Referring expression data
########################################

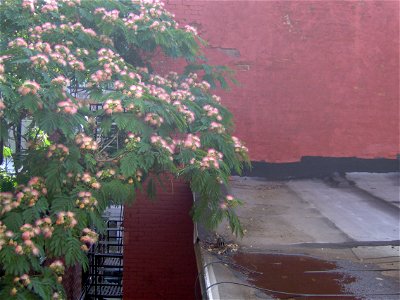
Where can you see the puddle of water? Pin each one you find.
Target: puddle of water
(291, 273)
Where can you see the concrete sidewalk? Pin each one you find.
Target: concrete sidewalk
(352, 219)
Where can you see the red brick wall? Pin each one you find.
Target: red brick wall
(159, 261)
(317, 78)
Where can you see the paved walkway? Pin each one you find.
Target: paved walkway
(353, 219)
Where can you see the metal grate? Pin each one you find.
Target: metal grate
(104, 277)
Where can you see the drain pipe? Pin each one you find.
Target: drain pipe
(205, 270)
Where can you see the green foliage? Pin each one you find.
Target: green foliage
(93, 122)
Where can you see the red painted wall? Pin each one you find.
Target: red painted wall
(159, 260)
(318, 78)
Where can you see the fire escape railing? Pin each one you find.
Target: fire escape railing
(104, 276)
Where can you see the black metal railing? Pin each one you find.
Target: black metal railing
(104, 276)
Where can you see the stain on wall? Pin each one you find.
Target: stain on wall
(317, 78)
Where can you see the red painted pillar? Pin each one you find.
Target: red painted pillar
(159, 260)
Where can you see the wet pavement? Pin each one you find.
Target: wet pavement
(332, 238)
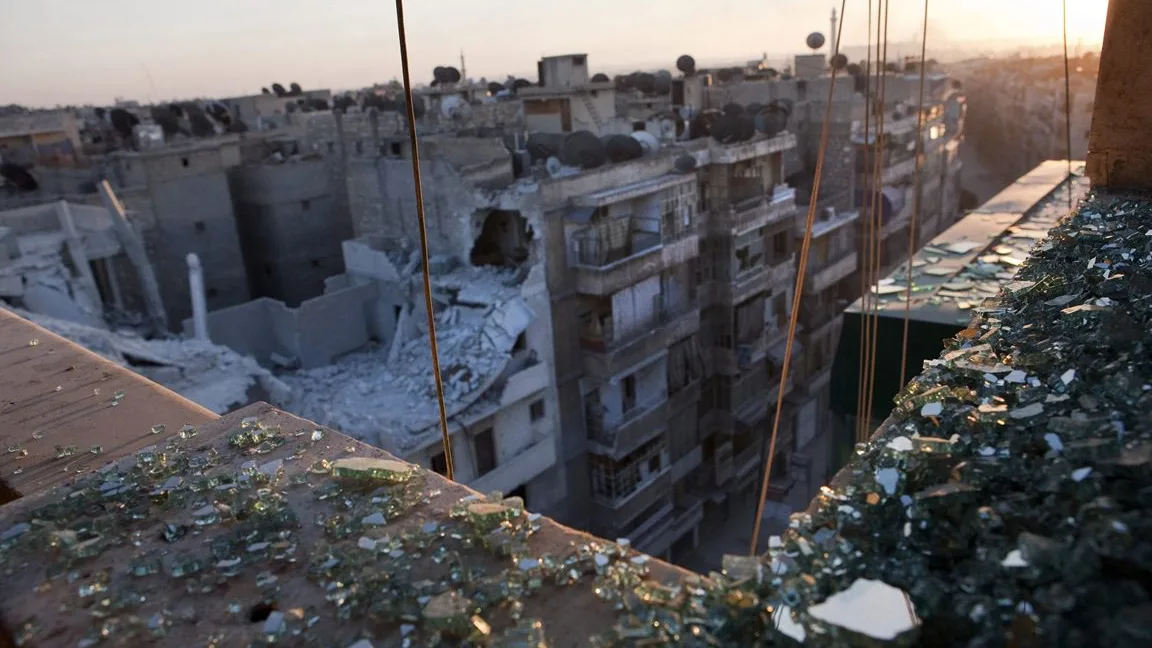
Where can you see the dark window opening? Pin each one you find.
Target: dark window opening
(485, 452)
(520, 491)
(503, 240)
(440, 464)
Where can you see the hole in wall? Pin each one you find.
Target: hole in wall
(503, 240)
(260, 612)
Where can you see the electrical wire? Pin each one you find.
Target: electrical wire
(409, 104)
(872, 263)
(918, 202)
(877, 250)
(865, 253)
(798, 291)
(1068, 102)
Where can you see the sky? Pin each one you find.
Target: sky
(92, 51)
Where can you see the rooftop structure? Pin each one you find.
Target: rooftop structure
(953, 277)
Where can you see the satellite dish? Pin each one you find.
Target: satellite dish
(583, 149)
(621, 148)
(455, 108)
(554, 167)
(19, 176)
(648, 142)
(686, 164)
(702, 123)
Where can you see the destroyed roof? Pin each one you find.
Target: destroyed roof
(387, 396)
(974, 258)
(32, 123)
(213, 376)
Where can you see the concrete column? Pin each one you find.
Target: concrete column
(199, 306)
(1120, 145)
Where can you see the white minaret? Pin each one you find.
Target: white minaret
(832, 36)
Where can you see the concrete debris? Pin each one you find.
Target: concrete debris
(388, 398)
(213, 376)
(40, 280)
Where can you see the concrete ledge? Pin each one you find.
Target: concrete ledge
(570, 613)
(57, 393)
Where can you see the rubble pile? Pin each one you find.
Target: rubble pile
(387, 397)
(213, 376)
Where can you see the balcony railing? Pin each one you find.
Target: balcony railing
(619, 436)
(662, 311)
(758, 211)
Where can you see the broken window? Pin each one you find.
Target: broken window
(502, 241)
(440, 464)
(485, 452)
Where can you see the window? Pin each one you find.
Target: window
(485, 452)
(629, 384)
(440, 464)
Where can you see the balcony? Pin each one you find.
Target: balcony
(618, 437)
(611, 353)
(683, 397)
(755, 212)
(668, 525)
(732, 153)
(744, 354)
(626, 509)
(601, 270)
(522, 468)
(747, 461)
(818, 279)
(722, 459)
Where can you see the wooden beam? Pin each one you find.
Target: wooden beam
(1120, 144)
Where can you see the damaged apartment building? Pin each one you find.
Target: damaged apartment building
(657, 280)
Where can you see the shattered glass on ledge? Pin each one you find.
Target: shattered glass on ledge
(1005, 503)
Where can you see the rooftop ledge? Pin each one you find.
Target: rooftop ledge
(1003, 502)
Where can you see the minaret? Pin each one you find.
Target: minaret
(832, 36)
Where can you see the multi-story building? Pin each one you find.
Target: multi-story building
(1018, 113)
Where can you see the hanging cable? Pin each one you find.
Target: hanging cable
(865, 253)
(917, 204)
(409, 104)
(798, 289)
(1068, 103)
(872, 243)
(877, 258)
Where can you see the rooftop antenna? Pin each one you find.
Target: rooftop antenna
(833, 39)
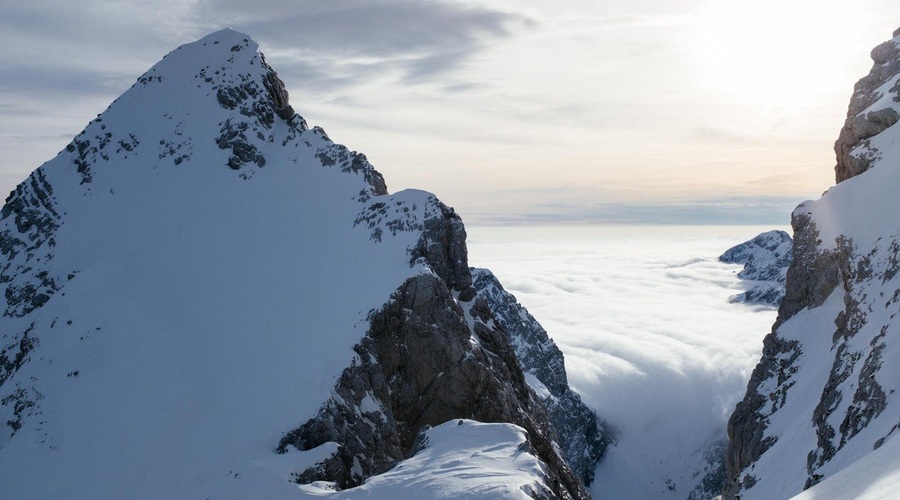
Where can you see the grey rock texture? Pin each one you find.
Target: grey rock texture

########################################

> [Directions for this task]: In the copy, include every line of the entries above exactly and none of the pictures.

> [Response below]:
Where can you see the puddle of water? Pin each one you find.
Target: puddle of water
(291, 273)
Where can you see the concrete sidewalk? Pin each one you find.
Target: concrete sidewalk
(352, 219)
Where can you see the red brick wall? Pin each one you find.
Target: red brick wall
(159, 261)
(317, 78)
Where can you see the paved walkway? Pin each one you find.
Target: paved walkway
(353, 219)
Where can you see the metal grate? Pin each one you find.
Target: metal grate
(104, 277)
Where can you see the drain pipe? Pin each one you find.
Target: drain pipe
(205, 270)
Where can you see the green foliage? Pin each one you find.
Target: green foliage
(93, 122)
Where can you see the red painted wall? Pin each one you find.
Target: red painted wall
(159, 260)
(318, 78)
Where can you see the fire escape railing? Pin each one you find.
Target: fire escape railing
(104, 276)
Where can you see the black metal railing? Pin each one you find.
Target: black metal railing
(104, 276)
Where can you see the stain on wall? Pin each one you find.
Target: stain on wall
(317, 78)
Where can you see the red painted pillar? Pin each one you find.
Target: red painted pillar
(159, 260)
Where can you see the wet pavement? Pin each one you find.
Target: wet pavement
(332, 238)
Where can you see the dark window opening? Pin each one you find.
Target: dark window opening
(485, 452)
(520, 491)
(503, 240)
(440, 464)
Where can you see the hole in wall? Pin each one you find.
Target: hole in wall
(503, 240)
(260, 612)
Where can you see the electrical wire? Pin each one you find.
Target: electrical wire
(409, 104)
(872, 263)
(918, 202)
(877, 250)
(865, 253)
(798, 291)
(1068, 102)
Where can you see the sky? Pin each one you find.
Target: sky
(92, 51)
Where can you see the rooftop structure? Pin each one you find.
Target: rooftop structure
(953, 277)
Where can you see the satellite dish? Pin each one you find.
Target: satellite dish
(583, 149)
(621, 148)
(455, 108)
(554, 167)
(19, 176)
(648, 142)
(686, 164)
(702, 123)
Where can you see the destroyed roof? Pin each one you find.
Target: destroyed roof
(387, 396)
(974, 258)
(32, 123)
(213, 376)
Where can you see the concrete column? Pin each one you find.
Target: concrete column
(199, 306)
(1120, 145)
Where can you see the white minaret? Pin each one you find.
Target: white minaret
(832, 36)
Where can you see the concrete debris? Pin each one you find.
Target: concrete debris
(388, 398)
(213, 376)
(40, 280)
Where can you see the concrete ledge? Pin each one you find.
Target: concrete ledge
(570, 613)
(57, 393)
Where can you see the rubble pile? Pin each one you find.
Target: rubble pile
(387, 397)
(213, 376)
Where can you see the balcony railing? Pin each one you find.
Target: balcony railing
(619, 436)
(662, 311)
(758, 211)
Where can you see the broken window? Pin each one you find.
Target: broken window
(502, 241)
(440, 464)
(485, 452)
Where can you see the window? Pin each one you find.
Target: window
(485, 452)
(629, 384)
(440, 464)
Where can you see the balcony? Pin each one you find.
Target: balcony
(618, 437)
(611, 353)
(683, 397)
(755, 212)
(668, 525)
(732, 153)
(744, 354)
(626, 509)
(601, 270)
(522, 468)
(747, 461)
(818, 279)
(722, 459)
Where can you see the wooden beam? Pin each one you find.
Target: wooden beam
(1120, 144)
Where can you see the damaged apartment building? Pin each one you find.
Target: damaged apartment building
(657, 280)
Where can you see the shattered glass on ledge? Pin each one you find.
Target: shattered glass on ledge
(1005, 503)
Where can you see the rooftop ledge? Pin each one you find.
Target: rooftop ledge
(1003, 502)
Where can you see the minaret? Pin each one you find.
Target: minaret
(832, 36)
Where can you see the multi-story building? Pin each one you find.
Target: multi-story building
(1018, 113)
Where can you see the hanging cable? Pin each one you find.
Target: hanging cable
(865, 253)
(917, 204)
(409, 104)
(798, 289)
(1068, 103)
(872, 243)
(877, 258)
Where can you see the rooftop antenna? Pin each one you find.
Target: rooftop antenna
(833, 39)
Where can you see the grey rock texture? Pin each one you find.
Target: grey rock texture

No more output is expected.